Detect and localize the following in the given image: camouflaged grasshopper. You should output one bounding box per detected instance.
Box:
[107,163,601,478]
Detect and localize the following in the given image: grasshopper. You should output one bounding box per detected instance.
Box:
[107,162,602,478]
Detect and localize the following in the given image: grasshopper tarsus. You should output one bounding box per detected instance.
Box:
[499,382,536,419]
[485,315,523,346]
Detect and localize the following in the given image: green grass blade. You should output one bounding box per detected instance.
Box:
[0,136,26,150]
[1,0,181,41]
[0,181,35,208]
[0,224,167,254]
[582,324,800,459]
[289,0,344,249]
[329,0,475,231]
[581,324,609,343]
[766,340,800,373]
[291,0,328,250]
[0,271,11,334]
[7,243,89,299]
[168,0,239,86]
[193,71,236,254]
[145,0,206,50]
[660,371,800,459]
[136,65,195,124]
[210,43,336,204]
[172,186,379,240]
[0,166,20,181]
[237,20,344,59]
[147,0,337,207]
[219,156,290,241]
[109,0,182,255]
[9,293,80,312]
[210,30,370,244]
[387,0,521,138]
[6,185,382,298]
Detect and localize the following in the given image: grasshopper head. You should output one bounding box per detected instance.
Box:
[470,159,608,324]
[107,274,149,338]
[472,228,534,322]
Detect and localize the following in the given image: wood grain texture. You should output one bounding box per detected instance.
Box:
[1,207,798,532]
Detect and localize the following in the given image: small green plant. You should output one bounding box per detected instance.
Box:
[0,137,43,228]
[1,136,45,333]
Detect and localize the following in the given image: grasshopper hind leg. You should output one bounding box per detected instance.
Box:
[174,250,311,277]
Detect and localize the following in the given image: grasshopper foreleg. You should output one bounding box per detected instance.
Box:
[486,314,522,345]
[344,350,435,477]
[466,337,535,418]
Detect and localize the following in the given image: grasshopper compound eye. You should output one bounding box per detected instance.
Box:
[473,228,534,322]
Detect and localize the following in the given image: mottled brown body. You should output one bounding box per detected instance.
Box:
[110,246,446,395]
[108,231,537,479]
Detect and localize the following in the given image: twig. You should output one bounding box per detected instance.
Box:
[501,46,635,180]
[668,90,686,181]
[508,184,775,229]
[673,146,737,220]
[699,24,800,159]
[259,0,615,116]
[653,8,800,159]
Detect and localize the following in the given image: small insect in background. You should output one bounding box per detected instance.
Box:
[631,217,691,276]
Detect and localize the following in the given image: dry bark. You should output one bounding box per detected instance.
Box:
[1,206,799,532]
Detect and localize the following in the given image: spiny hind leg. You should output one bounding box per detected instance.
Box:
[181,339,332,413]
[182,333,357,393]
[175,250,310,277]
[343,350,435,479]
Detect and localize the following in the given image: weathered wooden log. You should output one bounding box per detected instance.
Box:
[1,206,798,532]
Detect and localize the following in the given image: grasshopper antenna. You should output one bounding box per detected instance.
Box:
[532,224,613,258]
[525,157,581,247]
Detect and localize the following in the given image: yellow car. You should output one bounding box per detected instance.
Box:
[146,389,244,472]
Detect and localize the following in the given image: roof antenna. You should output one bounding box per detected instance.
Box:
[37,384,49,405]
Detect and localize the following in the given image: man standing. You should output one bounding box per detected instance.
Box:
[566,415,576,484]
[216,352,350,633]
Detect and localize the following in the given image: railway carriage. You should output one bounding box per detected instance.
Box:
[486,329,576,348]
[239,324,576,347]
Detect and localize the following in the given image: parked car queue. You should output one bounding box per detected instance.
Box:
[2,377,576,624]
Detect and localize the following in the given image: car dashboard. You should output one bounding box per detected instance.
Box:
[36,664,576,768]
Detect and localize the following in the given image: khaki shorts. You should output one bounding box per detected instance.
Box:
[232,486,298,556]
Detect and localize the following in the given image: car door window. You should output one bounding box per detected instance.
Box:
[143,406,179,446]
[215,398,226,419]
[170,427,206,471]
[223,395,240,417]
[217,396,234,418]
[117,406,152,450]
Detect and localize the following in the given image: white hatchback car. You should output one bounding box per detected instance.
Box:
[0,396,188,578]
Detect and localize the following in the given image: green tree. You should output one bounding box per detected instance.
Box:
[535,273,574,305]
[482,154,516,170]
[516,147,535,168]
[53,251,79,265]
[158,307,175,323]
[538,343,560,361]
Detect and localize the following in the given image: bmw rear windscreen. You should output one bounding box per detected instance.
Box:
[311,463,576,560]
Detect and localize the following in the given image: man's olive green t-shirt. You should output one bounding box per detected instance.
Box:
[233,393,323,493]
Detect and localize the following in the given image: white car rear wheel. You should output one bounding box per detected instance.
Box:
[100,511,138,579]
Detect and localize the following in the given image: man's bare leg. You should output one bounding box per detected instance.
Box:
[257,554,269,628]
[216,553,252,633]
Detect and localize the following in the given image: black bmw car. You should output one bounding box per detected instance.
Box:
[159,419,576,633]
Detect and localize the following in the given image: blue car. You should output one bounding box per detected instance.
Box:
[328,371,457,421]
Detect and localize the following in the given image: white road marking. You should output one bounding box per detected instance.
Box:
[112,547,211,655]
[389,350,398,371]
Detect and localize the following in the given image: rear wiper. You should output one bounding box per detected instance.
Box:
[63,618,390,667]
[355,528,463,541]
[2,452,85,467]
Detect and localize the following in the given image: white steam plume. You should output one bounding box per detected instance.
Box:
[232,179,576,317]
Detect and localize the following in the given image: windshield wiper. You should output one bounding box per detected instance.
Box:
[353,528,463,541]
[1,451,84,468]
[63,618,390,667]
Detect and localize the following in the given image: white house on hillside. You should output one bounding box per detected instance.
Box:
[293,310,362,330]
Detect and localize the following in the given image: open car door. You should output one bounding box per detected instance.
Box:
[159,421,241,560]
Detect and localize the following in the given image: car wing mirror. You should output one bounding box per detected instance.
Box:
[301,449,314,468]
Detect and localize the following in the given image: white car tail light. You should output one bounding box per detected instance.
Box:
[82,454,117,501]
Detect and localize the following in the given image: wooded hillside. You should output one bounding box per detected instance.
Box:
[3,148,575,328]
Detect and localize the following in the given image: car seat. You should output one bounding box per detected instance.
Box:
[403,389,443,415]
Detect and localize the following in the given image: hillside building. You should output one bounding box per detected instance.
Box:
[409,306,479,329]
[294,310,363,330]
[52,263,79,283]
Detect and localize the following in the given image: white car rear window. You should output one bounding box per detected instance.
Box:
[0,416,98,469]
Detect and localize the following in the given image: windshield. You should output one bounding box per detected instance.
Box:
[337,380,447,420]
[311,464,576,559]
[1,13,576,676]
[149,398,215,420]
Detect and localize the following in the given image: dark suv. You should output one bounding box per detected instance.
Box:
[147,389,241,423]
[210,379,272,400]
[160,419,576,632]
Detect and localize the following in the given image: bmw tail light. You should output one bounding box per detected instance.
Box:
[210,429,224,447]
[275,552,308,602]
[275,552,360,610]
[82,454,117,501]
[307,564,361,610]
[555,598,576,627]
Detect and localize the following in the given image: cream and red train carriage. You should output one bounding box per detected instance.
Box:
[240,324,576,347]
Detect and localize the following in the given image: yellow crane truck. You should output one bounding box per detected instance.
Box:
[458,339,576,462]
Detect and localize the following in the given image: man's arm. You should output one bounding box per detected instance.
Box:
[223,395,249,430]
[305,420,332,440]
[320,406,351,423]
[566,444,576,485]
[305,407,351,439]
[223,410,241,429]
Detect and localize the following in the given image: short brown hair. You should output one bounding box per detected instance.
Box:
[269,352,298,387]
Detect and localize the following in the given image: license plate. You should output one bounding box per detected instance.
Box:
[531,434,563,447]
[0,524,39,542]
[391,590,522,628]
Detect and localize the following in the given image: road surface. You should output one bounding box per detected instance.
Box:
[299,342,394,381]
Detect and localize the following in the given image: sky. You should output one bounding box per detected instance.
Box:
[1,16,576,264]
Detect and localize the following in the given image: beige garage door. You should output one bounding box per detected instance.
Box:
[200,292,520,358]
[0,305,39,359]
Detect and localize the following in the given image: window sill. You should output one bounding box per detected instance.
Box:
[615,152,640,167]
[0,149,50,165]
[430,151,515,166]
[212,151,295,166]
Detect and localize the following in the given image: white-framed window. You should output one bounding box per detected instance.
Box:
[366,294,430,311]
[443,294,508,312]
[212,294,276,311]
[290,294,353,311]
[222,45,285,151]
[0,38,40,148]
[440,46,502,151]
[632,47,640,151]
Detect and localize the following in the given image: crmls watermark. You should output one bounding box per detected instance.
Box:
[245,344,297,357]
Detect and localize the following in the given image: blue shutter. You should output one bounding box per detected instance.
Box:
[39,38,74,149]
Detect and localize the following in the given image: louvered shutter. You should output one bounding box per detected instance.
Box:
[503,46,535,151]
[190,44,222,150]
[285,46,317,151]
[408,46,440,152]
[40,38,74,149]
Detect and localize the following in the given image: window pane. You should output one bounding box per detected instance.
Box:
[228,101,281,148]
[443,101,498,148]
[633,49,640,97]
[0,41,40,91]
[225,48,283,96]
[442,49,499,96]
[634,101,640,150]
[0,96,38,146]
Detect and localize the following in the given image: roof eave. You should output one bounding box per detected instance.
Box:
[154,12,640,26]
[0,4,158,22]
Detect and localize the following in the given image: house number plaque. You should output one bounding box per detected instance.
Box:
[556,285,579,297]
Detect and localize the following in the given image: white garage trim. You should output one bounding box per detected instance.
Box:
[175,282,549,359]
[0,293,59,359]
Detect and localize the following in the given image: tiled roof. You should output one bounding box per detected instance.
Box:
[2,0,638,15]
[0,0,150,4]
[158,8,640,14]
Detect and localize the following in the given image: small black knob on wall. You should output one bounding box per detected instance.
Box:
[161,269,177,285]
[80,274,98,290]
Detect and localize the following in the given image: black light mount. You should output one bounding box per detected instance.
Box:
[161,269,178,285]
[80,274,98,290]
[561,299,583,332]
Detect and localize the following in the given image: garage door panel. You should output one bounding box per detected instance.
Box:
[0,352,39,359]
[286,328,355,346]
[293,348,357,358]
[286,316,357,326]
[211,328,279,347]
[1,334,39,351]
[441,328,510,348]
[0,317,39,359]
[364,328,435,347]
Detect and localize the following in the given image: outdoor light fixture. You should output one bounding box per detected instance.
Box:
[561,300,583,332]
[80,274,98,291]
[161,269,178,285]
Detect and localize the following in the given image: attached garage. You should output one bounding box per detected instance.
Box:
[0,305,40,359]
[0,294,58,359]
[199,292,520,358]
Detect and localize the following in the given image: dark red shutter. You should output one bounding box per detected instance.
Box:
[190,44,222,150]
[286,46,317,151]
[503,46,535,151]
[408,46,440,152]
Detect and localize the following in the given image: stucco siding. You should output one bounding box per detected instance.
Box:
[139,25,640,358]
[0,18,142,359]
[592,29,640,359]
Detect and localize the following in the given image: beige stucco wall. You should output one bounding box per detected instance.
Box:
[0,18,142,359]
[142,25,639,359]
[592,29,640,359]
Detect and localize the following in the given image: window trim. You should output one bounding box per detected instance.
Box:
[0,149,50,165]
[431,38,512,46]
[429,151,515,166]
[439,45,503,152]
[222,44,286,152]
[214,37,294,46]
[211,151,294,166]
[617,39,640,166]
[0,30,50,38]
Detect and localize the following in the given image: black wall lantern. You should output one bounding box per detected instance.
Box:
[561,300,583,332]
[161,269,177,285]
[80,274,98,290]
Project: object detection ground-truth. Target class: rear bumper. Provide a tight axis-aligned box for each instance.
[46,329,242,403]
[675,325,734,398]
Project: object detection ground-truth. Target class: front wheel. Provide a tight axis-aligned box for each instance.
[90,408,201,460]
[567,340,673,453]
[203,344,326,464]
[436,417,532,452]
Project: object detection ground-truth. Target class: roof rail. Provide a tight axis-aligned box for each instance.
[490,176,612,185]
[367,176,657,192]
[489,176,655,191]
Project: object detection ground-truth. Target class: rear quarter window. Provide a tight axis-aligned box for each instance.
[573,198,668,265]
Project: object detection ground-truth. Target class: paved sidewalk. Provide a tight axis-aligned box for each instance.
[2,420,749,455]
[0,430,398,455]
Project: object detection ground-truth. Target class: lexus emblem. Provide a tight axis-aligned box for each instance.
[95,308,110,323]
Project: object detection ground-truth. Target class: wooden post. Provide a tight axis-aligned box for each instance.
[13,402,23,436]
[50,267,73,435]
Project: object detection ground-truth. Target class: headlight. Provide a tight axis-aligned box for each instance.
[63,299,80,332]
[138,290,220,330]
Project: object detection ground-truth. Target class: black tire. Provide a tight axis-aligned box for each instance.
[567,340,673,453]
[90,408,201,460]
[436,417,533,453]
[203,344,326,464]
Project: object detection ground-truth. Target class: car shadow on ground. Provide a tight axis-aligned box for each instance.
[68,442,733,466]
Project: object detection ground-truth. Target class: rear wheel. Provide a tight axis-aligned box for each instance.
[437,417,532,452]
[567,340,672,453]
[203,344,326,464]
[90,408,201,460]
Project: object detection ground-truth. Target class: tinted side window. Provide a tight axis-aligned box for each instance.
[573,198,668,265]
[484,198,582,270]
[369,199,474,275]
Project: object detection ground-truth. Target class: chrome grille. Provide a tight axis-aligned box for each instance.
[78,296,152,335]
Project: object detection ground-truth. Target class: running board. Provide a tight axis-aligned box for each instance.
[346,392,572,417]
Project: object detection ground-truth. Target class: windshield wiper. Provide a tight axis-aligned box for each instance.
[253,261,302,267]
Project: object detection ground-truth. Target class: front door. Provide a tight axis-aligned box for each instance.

- - -

[EXERCISE DIRECTIONS] Return all lines from the data that include the string "road".

[TASK RESULT]
Detect and localize the following in the given image: white road marking. You should output one bounding box per detected instance.
Detect and localize the following in the given image: road surface. You should output one bounding box per detected instance.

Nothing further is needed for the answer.